EXCERPT TO READ
......

Re: Proposal: use SQLAlchemy Core for query generation

Asif Saifuddin Sat, 05 Dec 2015 23:37:54 -0800

Hi Luke,

I have been thinking and researching a lot recently about SQLalchemy and 
django integration.


Now SQLalchemy provides a devlarative orm extension too quite identical to 
django orm[not same], django has also refactored a lot in db internals with 
model meta refactore, expressions, new migrations and many stuff.

There would be 2 new approach for your proposal--

1) Probably the people used to/willing to use sqlalchemy's declarative orm 
extension will use that and there will be needed to create new model meta 
API driven abstraction layer which will help to show sqlalchemy generated 
models in django admin and django form/model form.
  * migrations would be handled by alaembic/sqlalchemy-migrate/whatever 
best available

2) Django Model ORM will be  rewritten in a 3rd party project as a parallel 
counterpart/equivalent to SQLalchemy's declarative ORM extension which will 
work like django model//migrations/command based normal djangoish workflow 
but under the hood will be used by sqlalchemy core/3rd party tools.

......

GIVEN INFORMATION

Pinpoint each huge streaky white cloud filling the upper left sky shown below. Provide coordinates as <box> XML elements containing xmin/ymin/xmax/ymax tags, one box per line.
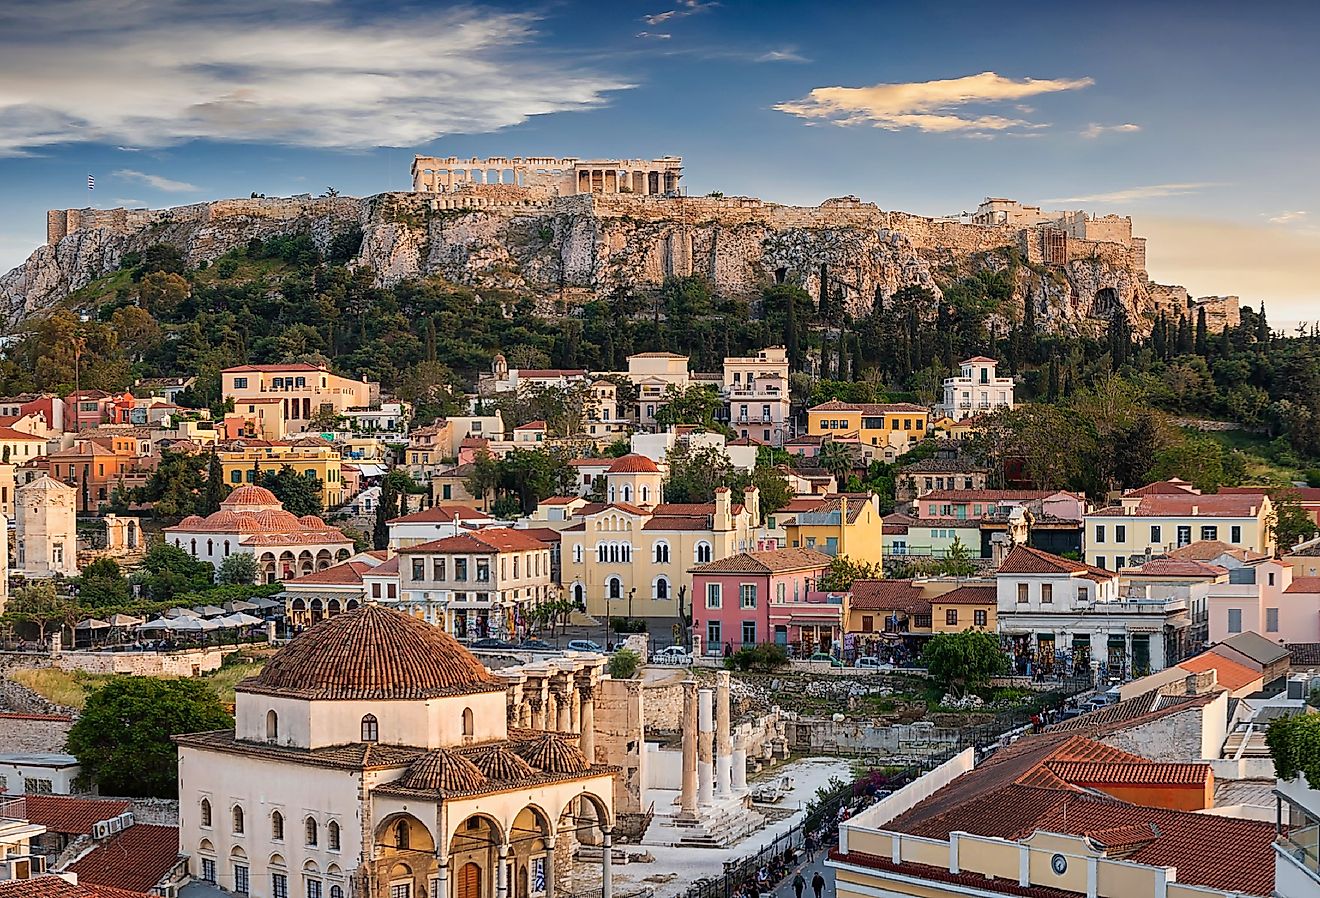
<box><xmin>0</xmin><ymin>0</ymin><xmax>631</xmax><ymax>156</ymax></box>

......

TASK DETAILS
Can you extract everything in the forum post from "Now SQLalchemy provides" down to "and many stuff.", copied word for word? The material comes from a different source than the forum post.

RESULT
Now SQLalchemy provides a devlarative orm extension too quite identical to 
django orm[not same], django has also refactored a lot in db internals with 
model meta refactore, expressions, new migrations and many stuff.